TASK OBJECTIVE ▸
Using the listing below, return every line that includes "Mark".

RECORDS PROVIDED ▸
######
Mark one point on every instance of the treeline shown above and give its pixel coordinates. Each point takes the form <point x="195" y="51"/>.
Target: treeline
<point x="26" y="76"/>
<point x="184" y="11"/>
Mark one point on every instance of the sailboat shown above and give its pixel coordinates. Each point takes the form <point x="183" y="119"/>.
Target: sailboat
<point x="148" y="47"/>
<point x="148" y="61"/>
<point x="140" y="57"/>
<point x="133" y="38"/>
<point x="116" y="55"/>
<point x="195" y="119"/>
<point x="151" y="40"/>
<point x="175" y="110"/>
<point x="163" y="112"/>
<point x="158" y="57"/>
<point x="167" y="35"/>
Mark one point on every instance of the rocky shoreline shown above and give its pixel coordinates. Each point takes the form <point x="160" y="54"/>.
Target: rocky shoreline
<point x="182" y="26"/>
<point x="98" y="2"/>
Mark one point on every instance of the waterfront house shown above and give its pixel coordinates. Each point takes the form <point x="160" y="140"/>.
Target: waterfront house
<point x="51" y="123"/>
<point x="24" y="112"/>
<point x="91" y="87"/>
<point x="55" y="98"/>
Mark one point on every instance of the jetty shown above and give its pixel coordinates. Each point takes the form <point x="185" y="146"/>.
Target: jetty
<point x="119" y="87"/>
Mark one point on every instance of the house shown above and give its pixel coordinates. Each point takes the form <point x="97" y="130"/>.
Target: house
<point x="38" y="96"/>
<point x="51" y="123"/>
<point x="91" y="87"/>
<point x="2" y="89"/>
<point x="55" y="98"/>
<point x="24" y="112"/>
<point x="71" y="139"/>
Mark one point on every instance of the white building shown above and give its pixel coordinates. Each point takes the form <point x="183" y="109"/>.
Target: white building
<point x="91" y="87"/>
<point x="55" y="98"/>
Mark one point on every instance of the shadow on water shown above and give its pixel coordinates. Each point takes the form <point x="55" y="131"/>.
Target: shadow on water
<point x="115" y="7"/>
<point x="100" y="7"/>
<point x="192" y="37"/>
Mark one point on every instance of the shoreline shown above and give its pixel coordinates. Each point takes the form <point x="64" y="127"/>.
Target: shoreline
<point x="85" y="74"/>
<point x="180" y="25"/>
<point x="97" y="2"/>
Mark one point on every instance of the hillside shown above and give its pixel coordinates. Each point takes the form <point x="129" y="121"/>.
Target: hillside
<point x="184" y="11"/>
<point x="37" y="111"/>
######
EXERCISE OUTPUT ▸
Mark one point on every instance of the treeline shown above and give its pixel coordinates. Each point takes the form <point x="195" y="51"/>.
Mark one point on every instance of the sailboat shown above and give its pixel coordinates. Each point takes the form <point x="183" y="119"/>.
Mark one point on every instance of the rocky shoreline shown above and give its pixel coordinates. Each point takes the form <point x="160" y="54"/>.
Mark one point on every instance of the waterfront house shown above and give its pixel coordinates. Each point takes the form <point x="160" y="140"/>.
Mark one point on every instance of the jetty shown above and give its pixel coordinates. Each point takes the form <point x="185" y="146"/>.
Mark one point on every instance of the house shown above and give its pixel coordinates. Each point takes the form <point x="97" y="130"/>.
Mark one point on every instance of the white building shown above and give its pixel coordinates. Each point takes the form <point x="183" y="109"/>.
Mark one point on every instance of the shadow on water shown above and give its pixel coordinates. Each point takes the form <point x="55" y="131"/>.
Mark one point on every instance of the shoreline shown above and give its pixel coordinates. Each point takes the form <point x="64" y="127"/>.
Mark one point on every instance of the hillside shown above and give its pixel coordinates. Each point takes the form <point x="129" y="121"/>.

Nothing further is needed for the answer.